> [What is expected]
In the copy, include no pictures, but reproduce every record exactly.

(Supplied material Opens)

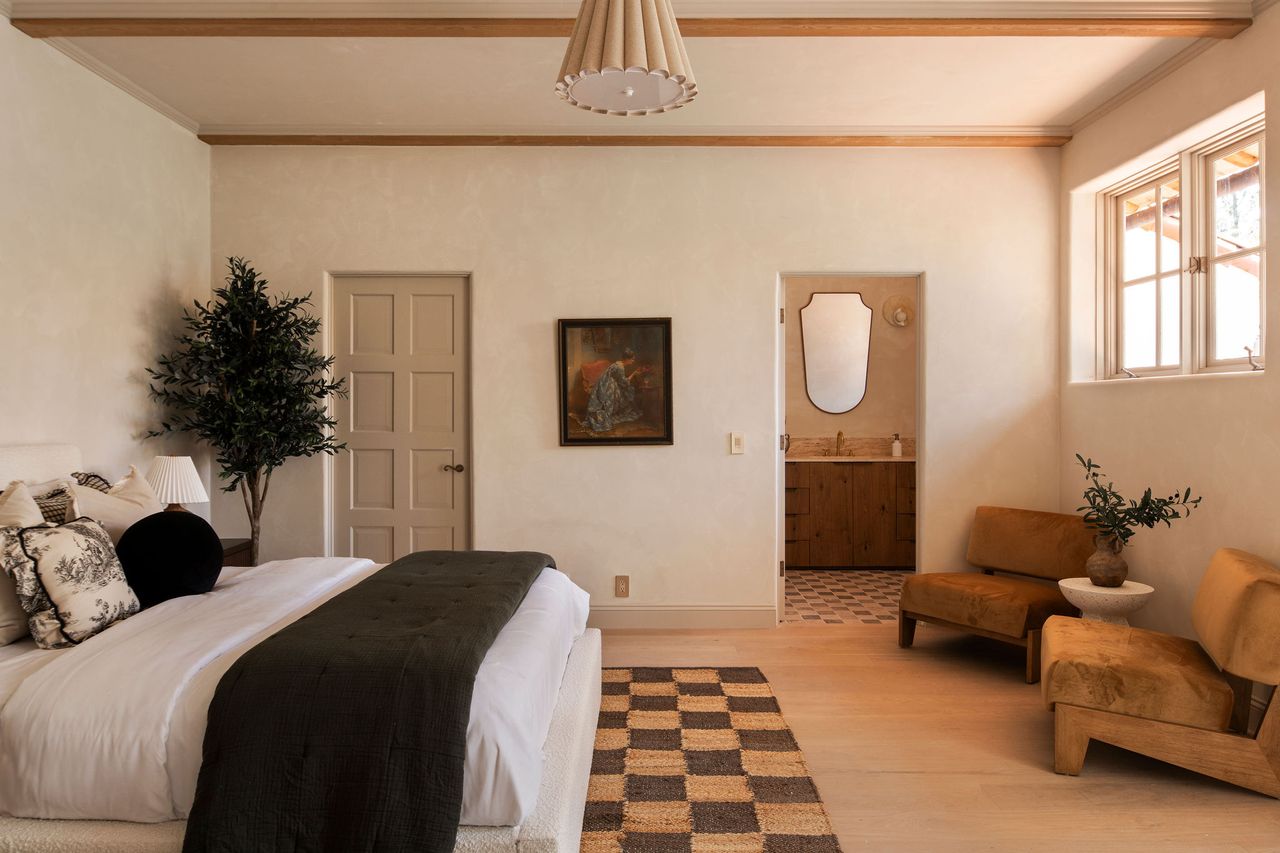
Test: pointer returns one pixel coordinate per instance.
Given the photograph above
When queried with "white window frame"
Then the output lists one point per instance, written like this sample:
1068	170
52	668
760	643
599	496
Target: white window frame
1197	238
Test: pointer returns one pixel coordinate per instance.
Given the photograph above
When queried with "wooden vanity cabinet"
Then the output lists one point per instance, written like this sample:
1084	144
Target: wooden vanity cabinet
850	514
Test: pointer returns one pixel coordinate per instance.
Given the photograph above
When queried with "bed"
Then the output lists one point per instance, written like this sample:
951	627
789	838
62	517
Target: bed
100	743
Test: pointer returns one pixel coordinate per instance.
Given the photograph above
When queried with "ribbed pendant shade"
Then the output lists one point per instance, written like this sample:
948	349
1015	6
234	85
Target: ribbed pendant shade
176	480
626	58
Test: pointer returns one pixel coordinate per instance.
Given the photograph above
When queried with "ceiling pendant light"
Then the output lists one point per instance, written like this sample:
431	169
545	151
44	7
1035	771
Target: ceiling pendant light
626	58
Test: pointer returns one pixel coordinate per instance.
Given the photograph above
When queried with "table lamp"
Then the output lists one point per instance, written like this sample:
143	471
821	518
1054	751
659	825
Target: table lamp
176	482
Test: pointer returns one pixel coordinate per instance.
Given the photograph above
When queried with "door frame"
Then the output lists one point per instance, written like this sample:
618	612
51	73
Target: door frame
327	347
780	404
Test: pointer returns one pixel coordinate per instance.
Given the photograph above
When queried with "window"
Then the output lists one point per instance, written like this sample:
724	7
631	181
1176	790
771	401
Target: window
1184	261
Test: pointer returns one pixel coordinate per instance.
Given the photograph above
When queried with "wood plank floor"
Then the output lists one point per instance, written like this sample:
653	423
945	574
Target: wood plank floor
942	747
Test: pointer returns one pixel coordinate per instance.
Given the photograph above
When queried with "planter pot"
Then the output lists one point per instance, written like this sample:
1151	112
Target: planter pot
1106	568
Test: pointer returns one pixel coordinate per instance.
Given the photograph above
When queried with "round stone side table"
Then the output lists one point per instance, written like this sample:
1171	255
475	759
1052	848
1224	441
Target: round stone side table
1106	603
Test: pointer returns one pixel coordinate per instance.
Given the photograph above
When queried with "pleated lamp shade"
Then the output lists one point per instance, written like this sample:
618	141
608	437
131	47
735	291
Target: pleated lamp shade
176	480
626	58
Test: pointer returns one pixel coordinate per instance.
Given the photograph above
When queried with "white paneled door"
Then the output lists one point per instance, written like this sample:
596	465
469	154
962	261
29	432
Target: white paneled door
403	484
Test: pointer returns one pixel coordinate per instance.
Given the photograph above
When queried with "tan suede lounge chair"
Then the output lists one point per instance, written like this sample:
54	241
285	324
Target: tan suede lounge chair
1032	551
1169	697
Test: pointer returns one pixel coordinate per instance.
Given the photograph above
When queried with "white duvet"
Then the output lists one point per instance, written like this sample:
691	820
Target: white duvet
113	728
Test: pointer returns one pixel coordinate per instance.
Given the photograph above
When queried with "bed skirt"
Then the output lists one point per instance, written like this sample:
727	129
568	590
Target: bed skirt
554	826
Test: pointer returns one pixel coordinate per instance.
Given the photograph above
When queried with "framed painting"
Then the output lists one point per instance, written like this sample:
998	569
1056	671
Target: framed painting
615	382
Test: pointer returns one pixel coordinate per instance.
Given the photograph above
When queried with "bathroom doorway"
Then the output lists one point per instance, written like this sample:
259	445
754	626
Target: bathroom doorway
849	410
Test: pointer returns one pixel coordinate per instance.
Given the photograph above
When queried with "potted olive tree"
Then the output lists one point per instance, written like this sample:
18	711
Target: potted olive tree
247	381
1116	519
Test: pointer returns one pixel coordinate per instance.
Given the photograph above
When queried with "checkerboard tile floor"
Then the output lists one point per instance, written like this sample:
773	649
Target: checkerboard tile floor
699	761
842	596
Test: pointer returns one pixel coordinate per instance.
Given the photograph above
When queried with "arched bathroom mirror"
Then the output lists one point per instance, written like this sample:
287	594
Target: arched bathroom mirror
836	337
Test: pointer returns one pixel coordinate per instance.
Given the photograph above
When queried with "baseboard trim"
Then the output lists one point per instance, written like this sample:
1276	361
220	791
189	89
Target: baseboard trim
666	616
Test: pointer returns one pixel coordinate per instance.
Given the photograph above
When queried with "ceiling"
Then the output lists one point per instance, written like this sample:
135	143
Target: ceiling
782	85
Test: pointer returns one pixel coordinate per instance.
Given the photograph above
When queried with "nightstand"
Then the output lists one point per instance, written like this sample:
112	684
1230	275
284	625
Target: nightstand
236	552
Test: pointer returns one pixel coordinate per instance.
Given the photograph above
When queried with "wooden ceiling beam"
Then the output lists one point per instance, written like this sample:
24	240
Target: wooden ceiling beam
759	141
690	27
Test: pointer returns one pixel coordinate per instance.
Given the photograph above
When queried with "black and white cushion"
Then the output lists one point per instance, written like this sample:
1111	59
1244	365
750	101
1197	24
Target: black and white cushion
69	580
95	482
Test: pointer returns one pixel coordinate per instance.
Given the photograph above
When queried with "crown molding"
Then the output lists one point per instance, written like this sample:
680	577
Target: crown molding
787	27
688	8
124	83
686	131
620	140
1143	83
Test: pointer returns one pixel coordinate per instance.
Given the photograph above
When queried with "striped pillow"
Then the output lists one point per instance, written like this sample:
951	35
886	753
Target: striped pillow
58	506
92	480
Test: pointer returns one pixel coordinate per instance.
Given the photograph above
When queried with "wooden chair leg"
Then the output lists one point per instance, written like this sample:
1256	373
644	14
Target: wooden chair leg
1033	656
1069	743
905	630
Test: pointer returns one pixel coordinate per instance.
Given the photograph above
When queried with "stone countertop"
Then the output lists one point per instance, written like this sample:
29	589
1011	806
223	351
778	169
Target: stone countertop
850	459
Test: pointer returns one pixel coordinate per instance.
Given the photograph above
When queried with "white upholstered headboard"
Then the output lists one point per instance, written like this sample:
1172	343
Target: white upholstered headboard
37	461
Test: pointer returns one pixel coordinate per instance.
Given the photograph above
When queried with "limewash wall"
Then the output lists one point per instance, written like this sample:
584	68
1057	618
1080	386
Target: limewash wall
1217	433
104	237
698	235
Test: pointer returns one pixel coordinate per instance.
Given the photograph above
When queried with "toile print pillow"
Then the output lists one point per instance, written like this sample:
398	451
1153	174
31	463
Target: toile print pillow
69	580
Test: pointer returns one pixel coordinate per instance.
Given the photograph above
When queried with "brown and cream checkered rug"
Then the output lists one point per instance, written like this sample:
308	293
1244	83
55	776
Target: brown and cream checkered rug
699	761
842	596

(Supplied material Closes)

> [Result of the exercise]
Test: pointer returns one pixel coordinate per instance.
Given the photograph above
When queried with "white window frame"
Then the output lists one point per instance, written like this sample:
1068	170
52	668
760	643
599	496
Target: white window frame
1197	238
Test: pointer returns one pixel coordinate per instance.
Given the photograph above
When queried with "wooden vanity cabinet"
Then the output lists one point per instance, written like this sample:
1084	144
Target: wooden vanity cabinet
850	514
Test: pointer returns one pixel coordinate per instance.
Given the photograph above
When queried with "bed"
Then the output lists one point per instance, written like this sample:
951	627
789	838
62	517
Target: bed
100	743
Test: pointer returns one pixel coordinate per instance.
Given the photograph above
When queried with "ribbed pendant shade"
Then the output lists one point per instance, written like this sample:
948	349
1015	6
234	85
Target: ribbed pendant shade
176	480
626	58
Test: pointer returns one pixel coordinate per instance.
Given the photograph above
When queried with "ceiling pendant light"
Then the output lists one point per instance, written like this sample:
431	169
545	151
44	7
1035	771
Target: ceiling pendant light
626	58
Test: pointer returns one pixel coordinate per instance.
Given the photograph above
When queried with "table lamp"
Then the output lists one point per instance, written like this sample:
143	471
821	518
1054	751
659	825
Target: table lamp
176	482
Test: pointer returns one pixel coordinate per instance.
Given the photograph above
When queried with "door frame"
Then the output lists one point per instance, written like this sample:
618	612
51	73
Target: door frame
327	347
780	404
Test: pointer returns one pixel coordinate per instance.
Given the photograph above
When queried with "window"
Then the output lists one point per instance, written like this sample:
724	7
631	181
1176	790
771	401
Target: window
1184	261
Test: pointer returns one pixel coordinate per instance.
Given the photograph above
When queried with "wood plank floor"
Then the output lists one point per instance, written like this sample:
653	423
945	574
Target: wood plank floor
942	747
Test: pointer returns one pixel coordinate per instance.
Given the photograph above
When queried with "planter pot"
Then the output lists one point per instance, written like this sample:
1151	112
Target: planter pot
1106	568
Test: pointer returns one pixel coordinate per instance.
Given the photograph above
When queried with "round stone side table"
Then the output lists one point per instance, written like this sample:
1171	255
475	759
1052	848
1224	441
Target: round stone side table
1106	603
Test: pointer returns one pixel coordinate per instance.
Given the photograph above
When queried with "pleated lamp shade"
Then the output lists one point per instance, written like this sample:
618	141
608	437
131	47
735	291
Target: pleated lamp shade
176	480
626	58
Test: pointer returns one pixel coordinate per instance.
Given the photograph above
When queried with "white paneled door"
Then the output lists one point per instance, written like this sample:
596	465
469	154
962	261
29	432
Target: white paneled door
403	484
Test: pointer returns one pixel coordinate per instance.
Given the photograph above
When queried with "tan suede lounge chair"
Then the output lists one point per instance, written like this sample:
54	241
285	324
Target: tan suede lounge chair
1032	551
1169	697
Test: pointer returns one pixel coordinate per instance.
Given the photograph above
When queried with "white duvet"
Then the output lists one point per instance, written like this sample:
691	820
Target: white duvet
113	728
Test: pointer returns one pixel coordinate per instance.
Given the photograph above
When queried with "bed skirt"
Then the output lists one point per instance, written like this sample:
727	129
568	590
Target: bed skirt
554	826
Test: pointer returns one pixel coordinate per instance.
Given the photograph above
When queried with "framed painting"
Then the output lists one point per instance, written like this sample:
998	569
1056	671
Target: framed painting
615	382
Test: pointer returns one pixel coordinate per instance.
Given the photograph above
When queried with "bathroom doorway"
Then the output lists one point per instance, written like this sample:
259	445
754	626
Target: bathroom doorway
849	410
Test: pointer returns one pixel coordinate per instance.
Given the photograph above
When queried with "potted olive tree"
Then the output lists one point per instance, written like this sample:
18	711
Target: potted olive tree
247	381
1116	519
Test: pointer returns one pixel coordinate per instance.
Given the photograph above
When queried with "checkerboard tile floor"
Then the output lists one point per instance, written like this sample:
773	649
Target: checkerboard tile floor
699	761
842	596
Test: pointer returns one pixel coordinate per instance.
Given the photograph above
When queried with "arched bathroom mirror"
Then the output lists one point per instance, written like this sample:
287	594
Target: arched bathroom mirror
836	337
Test: pointer returns one pixel coordinate per instance.
Given the photograph above
When queried with "baseboard trim"
Then the output lists one point per instance, written like this sample:
1276	361
220	791
189	89
Target: baseboard trim
666	616
Test: pointer returns one pixel coordinate per instance.
Given the photograph above
When queried with "ceiling"
Then the output lists one point per instance, written like this sample:
135	143
Target: ceiling
782	85
Test: pointer returns one pixel coordinate per instance.
Given the photograph above
When queried with "nightstand"
Then the output lists one point per instance, written like this sample:
112	684
1230	275
284	625
Target: nightstand
236	552
Test: pointer returns one pixel coordinate per instance.
Given the photograph above
When queried with "wooden ceiling beam"
Then the output lists one point per instance, written like this sample:
24	240
Target: wooden ceiling beam
759	141
690	27
Test: pointer returns one pixel coordinate per instance.
Given the photograph above
When queried with "black and white cushion"
Then the output lists one point per instance, written like this sample:
1111	59
1244	365
750	101
1197	24
Target: black and white cushion
69	580
95	482
Test: pointer returns one pixel coordinate per instance.
Given the photograph above
When queried with "crown molding"
Then the output lists one point per instance, written like this sample:
680	577
Target: crown molding
787	27
688	8
124	83
686	131
620	140
1143	83
Test: pointer returns one pixel coordinate per instance.
Given the photograph above
When queried with "striped pillow"
Then the output lists one point per instance, written like this sample:
951	35
886	753
Target: striped pillow
58	506
92	480
Test: pointer returns one pixel coordinate per instance.
Given the photograph above
When queried with "wooden chair leg"
Then the output lists one point per instance, written like this sample:
1256	373
644	14
Target: wooden chair leg
1033	656
1069	743
905	630
Test: pointer returns one pixel coordinate per instance.
Given the photograph above
When queried with "stone countertop"
Then the output lists one point per instance, written like this sample:
29	589
1011	806
223	351
778	169
Target: stone countertop
850	459
Test: pointer returns one pixel coordinate per instance.
Given the photograph above
When queried with "white upholstered headboard"
Then the output lists one point per instance, written like this sample:
1172	343
Target: white upholstered headboard
37	461
Test: pointer returns one pixel coordinate per instance.
Given the photograph above
When queried with "limewash wall"
Then the output lists one point per instance, written like this sample:
584	68
1057	618
1080	386
Target: limewash wall
1217	433
104	237
698	235
Test: pointer returns one pixel coordinate per instance.
Given the photograph above
When queried with "toile print pillow"
Then the output lists one point per instance, written like this sample:
398	451
1153	174
31	463
Target: toile print pillow
69	580
Test: pointer returns one pixel coordinate per instance.
Given the photograph above
When queried with "brown and cream checkered rug"
Then the output lists one point per instance, written like this sample:
308	293
1244	83
55	776
Target: brown and cream checkered rug
699	761
842	596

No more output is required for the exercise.